- **EXERCISE REQUIREMENTS**
Please return the data below word for word, beginning at the line that contains "Task: indicate the trimmed green hedge" and stopping after the final line of the data.

==== INFORMATION GIVEN ====

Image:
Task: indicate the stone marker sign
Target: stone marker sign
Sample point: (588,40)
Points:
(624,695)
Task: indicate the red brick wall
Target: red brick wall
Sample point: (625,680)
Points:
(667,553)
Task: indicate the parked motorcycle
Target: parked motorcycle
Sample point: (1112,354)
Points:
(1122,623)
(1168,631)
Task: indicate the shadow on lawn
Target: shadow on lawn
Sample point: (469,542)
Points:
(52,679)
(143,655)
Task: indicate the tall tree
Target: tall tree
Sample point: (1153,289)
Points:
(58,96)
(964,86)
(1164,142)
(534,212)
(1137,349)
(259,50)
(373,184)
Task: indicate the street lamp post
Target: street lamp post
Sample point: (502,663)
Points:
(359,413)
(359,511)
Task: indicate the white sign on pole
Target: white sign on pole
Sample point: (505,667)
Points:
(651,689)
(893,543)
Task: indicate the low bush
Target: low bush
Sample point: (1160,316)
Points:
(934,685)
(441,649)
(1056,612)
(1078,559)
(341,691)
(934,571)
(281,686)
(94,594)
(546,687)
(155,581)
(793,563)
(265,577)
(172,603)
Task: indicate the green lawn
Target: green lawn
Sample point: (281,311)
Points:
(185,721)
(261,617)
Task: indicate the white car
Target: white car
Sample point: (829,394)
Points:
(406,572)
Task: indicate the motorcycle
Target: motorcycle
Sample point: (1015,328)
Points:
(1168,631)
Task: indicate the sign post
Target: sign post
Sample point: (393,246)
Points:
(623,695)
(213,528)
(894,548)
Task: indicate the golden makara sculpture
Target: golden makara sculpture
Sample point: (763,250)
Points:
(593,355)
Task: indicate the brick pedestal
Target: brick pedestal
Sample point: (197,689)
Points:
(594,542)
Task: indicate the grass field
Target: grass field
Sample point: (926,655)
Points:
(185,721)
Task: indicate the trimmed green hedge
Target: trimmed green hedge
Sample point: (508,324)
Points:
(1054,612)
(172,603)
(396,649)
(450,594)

====

- **RESULT OF THIS EXERCISE**
Task: indicate the trimmed green hedge
Target: trimmed green hedge
Sample point: (508,324)
Points:
(1054,612)
(172,603)
(396,649)
(450,594)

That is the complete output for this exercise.